Extract |
------------------------------------------------------------------------
The long and faltering journey of humanity towards what we call “civilisation” has been going on for thousands, perhaps tens of thousands, of years. Boiled down to its most basic of elements, that journey amounts to this: a struggle between the higher, loftier ideals to which human beings aspire and our darker, baser instincts. On the “good” side, we might place such attributes as compassion, empathy, love, solidarity and the search for peaceful solutions to our differences. The “bad” stuff would include things such as anger, aggression, prejudice, bigotry, disrespect – even contempt, fear and dislike of the “other”, and so on. In short, I’m speaking of the struggle between the beauty and the beast in humankind.

beauty and the beast
Beauty and the Beast

It’s All Beastly

There’s a good reason the EU referendum “debate” has, so far, been such a disaster and a turn-off for the British public. It’s because it’s nearly all been so beastly. The arguments for and against have almost totally been framed in terms of the split right down the middle of the Tory party. Each side has played its big beasts: Cameron and Osborne for “In” and Johnson and Gove for “Out”.

The Remain camp have, indeed, focussed on “Project Fear”, based almost exclusively on the two things Cameron and Osborne understand: financial self-interest and security. The Leavers have banged on about immigration, stoking that most beastly of human emotions: fear of the Other. The Leavers, too, have also thrown quite a lot of numbers around, most of them outright lies, such as the spurious £350m a week figure – for which they have had the strongest possible rebuke from the Chair of the UK Statistics Authority.

And, of course, lurking in the background in the Exit camp, is the figure of Nigel Farage, the embodiment of all the worst and most bestial aspects of human nature. For me, he’s the perfect pantomime villain, the personification of everything I dislike about Britain. (There’s quite a lot about our country I like, too!)

nigel farage beast
Beast!

Where’s the Beauty?

Fiona Reynolds, former director general for the National Trust, wrote an impassioned article in last Thursday’s Guardian lamenting the fact that the narrow pursuit of economic growth had crowded out that oh-so-human quest for beauty in our lives. It’s thought-provoking and worth a read.
------------------------------------------------------------------------
Part of a data file:
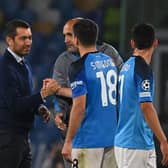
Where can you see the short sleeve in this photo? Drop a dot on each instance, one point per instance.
(144, 80)
(78, 79)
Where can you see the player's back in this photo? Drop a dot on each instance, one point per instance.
(98, 77)
(132, 131)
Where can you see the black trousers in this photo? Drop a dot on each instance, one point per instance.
(14, 150)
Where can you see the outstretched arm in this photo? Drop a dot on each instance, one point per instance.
(150, 116)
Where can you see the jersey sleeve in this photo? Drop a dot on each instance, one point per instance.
(77, 79)
(144, 80)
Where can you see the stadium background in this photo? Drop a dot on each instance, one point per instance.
(114, 17)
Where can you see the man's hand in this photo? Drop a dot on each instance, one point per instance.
(50, 87)
(67, 150)
(44, 112)
(59, 122)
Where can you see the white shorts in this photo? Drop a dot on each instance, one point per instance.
(93, 158)
(134, 158)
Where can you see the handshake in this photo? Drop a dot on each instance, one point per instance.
(49, 88)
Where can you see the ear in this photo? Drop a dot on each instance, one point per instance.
(9, 41)
(132, 43)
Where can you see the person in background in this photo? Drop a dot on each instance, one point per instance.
(93, 117)
(138, 120)
(18, 105)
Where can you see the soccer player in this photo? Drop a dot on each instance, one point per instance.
(93, 115)
(63, 101)
(134, 145)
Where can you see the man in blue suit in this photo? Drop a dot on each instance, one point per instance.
(18, 105)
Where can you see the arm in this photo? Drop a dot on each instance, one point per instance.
(76, 117)
(151, 118)
(112, 52)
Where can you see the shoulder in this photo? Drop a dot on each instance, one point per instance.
(63, 55)
(141, 67)
(112, 52)
(76, 67)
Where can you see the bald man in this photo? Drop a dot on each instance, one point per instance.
(63, 101)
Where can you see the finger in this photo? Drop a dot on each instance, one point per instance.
(165, 159)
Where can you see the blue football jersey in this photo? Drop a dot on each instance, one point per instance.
(135, 87)
(95, 76)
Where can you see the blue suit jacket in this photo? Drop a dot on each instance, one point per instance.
(17, 104)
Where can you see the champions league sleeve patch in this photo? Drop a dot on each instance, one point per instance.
(145, 89)
(146, 85)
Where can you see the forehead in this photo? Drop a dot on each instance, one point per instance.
(20, 31)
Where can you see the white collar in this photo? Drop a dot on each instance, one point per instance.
(18, 58)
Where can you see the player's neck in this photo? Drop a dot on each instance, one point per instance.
(146, 54)
(84, 50)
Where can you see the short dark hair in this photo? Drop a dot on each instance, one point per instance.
(86, 31)
(143, 35)
(12, 25)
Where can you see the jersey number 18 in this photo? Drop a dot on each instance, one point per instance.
(108, 87)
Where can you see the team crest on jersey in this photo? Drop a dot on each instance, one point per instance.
(146, 85)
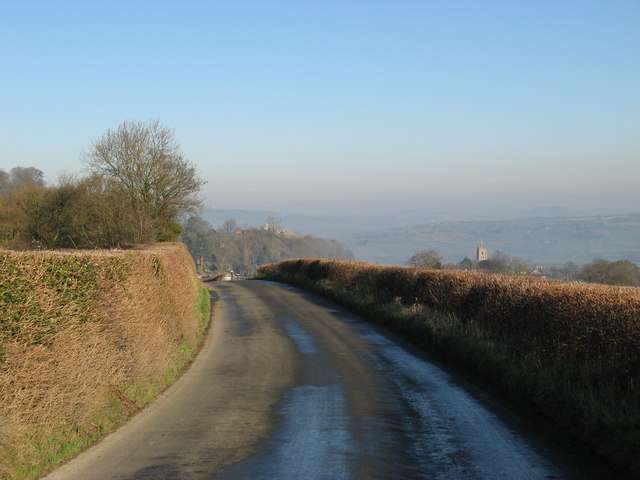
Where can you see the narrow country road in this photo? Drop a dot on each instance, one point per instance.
(290, 386)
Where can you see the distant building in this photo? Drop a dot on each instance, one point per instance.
(483, 254)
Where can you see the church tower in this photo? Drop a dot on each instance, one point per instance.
(482, 253)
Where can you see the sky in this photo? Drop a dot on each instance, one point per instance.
(340, 105)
------------------------------------------------------------------------
Written tasks |
• 1. From the essay on the EU referendum, return the passage that begins at the words "And, of course, lurking" and stops after "Where’s the Beauty?".
• 2. According to the essay on the EU referendum, who gave the Leavers a rebuke over the £350m a week figure?
• 3. Name every politician the essay on the EU referendum identifies as a "big beast" played by either side.

Task answers |
• 1.
And, of course, lurking in the background in the Exit camp, is the figure of Nigel Farage, the embodiment of all the worst and most bestial aspects of human nature. For me, he’s the perfect pantomime villain, the personification of everything I dislike about Britain. (There’s quite a lot about our country I like, too!)

nigel farage beast
Beast!

Where’s the Beauty?

• 2. The Chair of the UK Statistics Authority.

• 3. Cameron, Osborne, Johnson and Gove